> **Set problem**
Reproduce exactly the lines from the line containing "Place one marker on each instance of the frosted" through the end of the records below, including both ends, and nothing else.

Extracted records
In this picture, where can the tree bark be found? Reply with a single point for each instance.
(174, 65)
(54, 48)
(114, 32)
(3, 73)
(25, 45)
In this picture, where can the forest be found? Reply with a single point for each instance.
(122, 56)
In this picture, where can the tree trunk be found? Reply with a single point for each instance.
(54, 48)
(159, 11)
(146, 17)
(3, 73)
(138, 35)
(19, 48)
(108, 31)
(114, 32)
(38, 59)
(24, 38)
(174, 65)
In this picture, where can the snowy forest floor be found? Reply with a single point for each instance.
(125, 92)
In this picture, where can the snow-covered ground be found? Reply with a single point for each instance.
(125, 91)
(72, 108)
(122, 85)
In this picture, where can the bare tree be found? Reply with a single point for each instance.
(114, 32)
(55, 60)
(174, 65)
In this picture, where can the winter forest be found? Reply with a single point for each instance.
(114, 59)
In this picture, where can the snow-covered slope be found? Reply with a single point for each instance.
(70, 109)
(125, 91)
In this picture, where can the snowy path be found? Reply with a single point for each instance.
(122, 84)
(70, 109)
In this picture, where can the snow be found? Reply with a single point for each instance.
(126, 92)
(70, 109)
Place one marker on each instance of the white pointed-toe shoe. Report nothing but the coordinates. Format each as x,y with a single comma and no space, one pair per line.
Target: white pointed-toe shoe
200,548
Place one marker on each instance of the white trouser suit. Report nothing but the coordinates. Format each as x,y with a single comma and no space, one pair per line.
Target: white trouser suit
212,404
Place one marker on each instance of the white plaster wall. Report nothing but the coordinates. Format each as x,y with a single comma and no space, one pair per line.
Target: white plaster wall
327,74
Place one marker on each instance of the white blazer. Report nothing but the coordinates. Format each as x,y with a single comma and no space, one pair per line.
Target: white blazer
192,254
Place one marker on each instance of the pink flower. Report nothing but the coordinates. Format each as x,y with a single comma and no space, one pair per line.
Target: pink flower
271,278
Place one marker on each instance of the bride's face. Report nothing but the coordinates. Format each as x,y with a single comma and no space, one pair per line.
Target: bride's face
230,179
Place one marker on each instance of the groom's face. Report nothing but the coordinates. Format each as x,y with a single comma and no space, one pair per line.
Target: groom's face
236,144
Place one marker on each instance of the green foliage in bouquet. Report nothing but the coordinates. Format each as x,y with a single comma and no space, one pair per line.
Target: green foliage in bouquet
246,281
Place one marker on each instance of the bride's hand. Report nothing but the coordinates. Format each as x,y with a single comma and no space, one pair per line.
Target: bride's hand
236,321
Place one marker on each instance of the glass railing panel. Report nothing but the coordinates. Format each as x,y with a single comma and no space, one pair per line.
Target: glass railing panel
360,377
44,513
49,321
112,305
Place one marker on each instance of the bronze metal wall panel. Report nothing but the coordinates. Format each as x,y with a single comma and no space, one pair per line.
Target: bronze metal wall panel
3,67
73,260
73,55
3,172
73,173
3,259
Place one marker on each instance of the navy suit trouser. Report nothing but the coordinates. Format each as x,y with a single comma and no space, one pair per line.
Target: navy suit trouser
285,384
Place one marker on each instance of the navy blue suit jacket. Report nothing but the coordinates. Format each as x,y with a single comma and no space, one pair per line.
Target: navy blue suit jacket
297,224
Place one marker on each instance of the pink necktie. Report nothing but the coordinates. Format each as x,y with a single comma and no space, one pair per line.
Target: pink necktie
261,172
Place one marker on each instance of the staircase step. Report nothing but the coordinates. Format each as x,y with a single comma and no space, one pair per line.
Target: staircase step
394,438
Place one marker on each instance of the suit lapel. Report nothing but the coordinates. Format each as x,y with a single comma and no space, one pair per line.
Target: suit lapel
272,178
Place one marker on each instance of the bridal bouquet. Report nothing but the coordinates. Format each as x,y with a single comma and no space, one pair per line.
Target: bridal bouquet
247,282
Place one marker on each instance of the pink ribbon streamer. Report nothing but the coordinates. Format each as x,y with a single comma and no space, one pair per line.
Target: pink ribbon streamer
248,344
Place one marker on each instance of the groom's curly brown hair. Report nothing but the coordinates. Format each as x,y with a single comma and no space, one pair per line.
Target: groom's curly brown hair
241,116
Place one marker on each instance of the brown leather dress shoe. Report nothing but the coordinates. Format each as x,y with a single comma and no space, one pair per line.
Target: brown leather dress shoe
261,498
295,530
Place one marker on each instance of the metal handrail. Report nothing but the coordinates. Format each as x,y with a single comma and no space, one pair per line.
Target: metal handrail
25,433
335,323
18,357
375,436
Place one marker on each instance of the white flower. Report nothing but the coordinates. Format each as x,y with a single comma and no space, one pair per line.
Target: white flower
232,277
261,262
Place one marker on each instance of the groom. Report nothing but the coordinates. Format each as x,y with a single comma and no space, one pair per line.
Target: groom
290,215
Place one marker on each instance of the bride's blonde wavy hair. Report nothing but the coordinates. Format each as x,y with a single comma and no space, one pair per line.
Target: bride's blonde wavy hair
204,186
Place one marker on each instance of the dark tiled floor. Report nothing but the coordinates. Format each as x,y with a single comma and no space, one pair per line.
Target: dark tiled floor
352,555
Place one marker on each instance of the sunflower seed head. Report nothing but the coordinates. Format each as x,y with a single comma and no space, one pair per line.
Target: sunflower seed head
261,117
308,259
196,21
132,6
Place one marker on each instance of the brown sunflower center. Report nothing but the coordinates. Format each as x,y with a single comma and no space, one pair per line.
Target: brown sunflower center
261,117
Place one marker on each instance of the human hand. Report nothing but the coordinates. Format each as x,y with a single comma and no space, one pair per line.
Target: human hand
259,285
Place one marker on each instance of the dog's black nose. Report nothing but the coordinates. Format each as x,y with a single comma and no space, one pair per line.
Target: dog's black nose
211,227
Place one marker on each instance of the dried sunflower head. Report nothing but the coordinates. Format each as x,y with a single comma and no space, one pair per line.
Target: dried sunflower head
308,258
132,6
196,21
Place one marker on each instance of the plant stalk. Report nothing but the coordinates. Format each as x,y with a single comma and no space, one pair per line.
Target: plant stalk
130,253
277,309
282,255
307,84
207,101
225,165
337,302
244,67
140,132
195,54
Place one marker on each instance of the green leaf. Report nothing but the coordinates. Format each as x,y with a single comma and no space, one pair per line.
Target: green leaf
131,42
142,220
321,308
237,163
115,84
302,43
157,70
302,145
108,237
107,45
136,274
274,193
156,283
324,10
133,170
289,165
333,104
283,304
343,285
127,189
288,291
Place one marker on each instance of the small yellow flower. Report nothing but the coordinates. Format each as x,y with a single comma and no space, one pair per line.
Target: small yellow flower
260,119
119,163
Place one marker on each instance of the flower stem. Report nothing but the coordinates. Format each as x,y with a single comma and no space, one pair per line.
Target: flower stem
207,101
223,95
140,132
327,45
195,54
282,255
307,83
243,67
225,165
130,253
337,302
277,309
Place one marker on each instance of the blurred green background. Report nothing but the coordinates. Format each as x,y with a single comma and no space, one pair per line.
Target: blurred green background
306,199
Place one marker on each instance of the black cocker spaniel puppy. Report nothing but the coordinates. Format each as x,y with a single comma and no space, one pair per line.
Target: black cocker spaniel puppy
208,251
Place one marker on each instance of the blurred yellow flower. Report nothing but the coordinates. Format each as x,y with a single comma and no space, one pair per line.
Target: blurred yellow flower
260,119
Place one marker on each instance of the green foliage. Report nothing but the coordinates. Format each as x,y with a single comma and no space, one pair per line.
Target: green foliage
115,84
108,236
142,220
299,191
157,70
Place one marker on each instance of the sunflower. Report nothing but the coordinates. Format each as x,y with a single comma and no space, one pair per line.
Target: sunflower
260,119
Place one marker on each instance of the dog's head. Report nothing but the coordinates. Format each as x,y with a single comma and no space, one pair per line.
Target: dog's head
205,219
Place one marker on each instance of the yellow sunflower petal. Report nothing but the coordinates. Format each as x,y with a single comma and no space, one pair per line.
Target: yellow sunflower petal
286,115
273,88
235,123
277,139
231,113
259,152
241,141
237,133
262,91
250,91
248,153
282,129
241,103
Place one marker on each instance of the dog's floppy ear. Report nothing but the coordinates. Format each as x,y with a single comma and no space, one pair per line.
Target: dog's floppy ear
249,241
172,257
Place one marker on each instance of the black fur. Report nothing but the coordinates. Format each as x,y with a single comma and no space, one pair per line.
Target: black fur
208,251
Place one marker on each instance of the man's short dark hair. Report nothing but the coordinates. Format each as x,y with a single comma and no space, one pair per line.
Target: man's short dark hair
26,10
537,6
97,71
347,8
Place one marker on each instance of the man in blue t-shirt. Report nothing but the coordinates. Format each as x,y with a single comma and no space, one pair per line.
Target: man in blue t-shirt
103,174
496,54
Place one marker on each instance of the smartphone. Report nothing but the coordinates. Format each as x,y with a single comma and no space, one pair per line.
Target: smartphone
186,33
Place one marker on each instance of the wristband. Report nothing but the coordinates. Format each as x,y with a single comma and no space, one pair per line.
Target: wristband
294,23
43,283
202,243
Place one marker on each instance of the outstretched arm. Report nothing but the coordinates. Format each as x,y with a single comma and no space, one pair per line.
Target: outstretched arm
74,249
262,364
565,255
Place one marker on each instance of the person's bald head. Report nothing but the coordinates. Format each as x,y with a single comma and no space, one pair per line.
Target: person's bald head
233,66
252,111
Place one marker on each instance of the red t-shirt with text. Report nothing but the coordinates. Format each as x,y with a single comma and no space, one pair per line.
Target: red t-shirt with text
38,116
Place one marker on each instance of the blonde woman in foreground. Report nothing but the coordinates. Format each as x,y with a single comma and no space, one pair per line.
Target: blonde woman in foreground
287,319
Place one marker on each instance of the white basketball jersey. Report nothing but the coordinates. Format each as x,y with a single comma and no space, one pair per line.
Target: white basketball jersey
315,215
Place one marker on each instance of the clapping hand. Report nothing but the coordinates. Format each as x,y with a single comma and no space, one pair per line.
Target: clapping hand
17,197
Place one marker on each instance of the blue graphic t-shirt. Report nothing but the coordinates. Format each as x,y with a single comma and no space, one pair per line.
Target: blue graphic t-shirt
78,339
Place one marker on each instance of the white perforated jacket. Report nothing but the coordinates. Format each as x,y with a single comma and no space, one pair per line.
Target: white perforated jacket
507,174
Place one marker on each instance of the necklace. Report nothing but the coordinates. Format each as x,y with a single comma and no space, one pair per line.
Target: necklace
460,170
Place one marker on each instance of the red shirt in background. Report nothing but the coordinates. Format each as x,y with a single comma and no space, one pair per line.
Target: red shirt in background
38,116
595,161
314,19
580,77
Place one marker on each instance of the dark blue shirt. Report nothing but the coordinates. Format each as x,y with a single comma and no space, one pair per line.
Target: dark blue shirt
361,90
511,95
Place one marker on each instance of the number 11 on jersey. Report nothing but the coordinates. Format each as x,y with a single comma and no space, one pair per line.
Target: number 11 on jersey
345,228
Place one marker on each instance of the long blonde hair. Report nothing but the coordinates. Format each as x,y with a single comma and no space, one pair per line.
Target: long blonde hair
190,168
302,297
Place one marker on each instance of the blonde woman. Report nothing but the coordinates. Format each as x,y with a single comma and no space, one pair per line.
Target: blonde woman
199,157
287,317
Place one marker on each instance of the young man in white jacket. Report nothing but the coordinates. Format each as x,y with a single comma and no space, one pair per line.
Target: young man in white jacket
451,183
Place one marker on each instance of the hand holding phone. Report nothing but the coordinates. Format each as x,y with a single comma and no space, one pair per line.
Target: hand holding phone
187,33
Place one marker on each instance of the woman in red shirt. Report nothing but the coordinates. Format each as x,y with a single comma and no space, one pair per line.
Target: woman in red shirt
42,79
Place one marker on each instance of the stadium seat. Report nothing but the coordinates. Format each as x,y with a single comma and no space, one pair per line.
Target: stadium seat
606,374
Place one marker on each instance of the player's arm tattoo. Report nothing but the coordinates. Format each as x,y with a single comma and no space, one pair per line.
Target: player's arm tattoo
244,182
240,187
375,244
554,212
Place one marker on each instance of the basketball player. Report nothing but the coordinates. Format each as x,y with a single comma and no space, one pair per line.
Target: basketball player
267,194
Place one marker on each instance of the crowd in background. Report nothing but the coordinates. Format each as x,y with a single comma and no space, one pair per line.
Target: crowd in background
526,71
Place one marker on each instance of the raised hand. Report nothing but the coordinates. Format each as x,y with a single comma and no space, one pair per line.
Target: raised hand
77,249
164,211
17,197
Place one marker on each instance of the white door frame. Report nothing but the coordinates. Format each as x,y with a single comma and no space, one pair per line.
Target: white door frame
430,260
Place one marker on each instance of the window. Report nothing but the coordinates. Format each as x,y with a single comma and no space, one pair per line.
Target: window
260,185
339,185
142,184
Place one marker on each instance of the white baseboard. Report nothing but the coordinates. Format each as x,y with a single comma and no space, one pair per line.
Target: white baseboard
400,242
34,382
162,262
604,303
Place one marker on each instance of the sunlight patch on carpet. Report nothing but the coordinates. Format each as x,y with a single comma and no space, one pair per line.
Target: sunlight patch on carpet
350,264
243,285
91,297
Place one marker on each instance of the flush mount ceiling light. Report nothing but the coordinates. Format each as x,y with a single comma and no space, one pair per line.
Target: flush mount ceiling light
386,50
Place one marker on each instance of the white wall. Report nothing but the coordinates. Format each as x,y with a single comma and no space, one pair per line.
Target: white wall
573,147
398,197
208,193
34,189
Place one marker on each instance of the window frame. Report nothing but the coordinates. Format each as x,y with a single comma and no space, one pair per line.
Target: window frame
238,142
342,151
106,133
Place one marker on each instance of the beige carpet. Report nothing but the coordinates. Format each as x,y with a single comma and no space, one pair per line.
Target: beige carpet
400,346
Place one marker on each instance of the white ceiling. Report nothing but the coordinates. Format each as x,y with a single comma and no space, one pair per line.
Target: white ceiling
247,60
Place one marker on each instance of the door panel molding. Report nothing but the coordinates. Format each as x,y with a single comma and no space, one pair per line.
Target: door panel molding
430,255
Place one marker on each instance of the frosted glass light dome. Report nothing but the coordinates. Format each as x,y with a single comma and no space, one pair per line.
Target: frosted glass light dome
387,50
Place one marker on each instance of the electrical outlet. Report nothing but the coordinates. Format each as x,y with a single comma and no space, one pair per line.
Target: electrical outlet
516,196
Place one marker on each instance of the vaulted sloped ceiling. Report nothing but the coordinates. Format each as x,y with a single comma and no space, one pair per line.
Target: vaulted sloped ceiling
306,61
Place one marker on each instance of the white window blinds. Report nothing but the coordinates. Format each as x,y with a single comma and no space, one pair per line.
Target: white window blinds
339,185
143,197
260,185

> **Final result**
Place one marker on each instance of the frosted glass light dome. Report nothing but the coordinates. Format each as x,y with a single comma and no space, one pair per line.
Target: frosted glass light dome
387,50
Place one marker on each instance of the electrical outlet. Report nothing but the coordinates. Format each as x,y with a single comma and no space, one pair per line.
Target: electrical outlet
516,196
Place one marker on each instance of the vaulted sloped ceiling. Report nothing but the coordinates. Format each as x,y with a single comma and no space, one pair per line.
Target: vaulted sloped ceiling
306,61
Place one marker on each instance of the white window blinds. Report nothing but the coordinates. Format each as x,y with a single comma and no space, one pair per line.
Target: white window blinds
339,185
143,197
260,185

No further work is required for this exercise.